**Work to be completed**
Reproduce the data word for word, starting at the line that contains "Please place a point on the glass" and ending at the final line of the data.

::::::

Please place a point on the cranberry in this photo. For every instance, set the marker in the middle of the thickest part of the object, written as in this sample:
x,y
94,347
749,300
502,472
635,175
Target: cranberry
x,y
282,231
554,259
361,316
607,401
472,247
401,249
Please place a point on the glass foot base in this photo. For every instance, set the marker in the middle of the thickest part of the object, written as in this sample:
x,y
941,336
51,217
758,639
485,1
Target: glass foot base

::::::

**Written reply**
Please place a point on the glass foot base in this photo. For every instance, set the marker in the middle of the thickest part of the object, written as in this sample:
x,y
941,336
51,217
758,639
485,1
Target: glass foot base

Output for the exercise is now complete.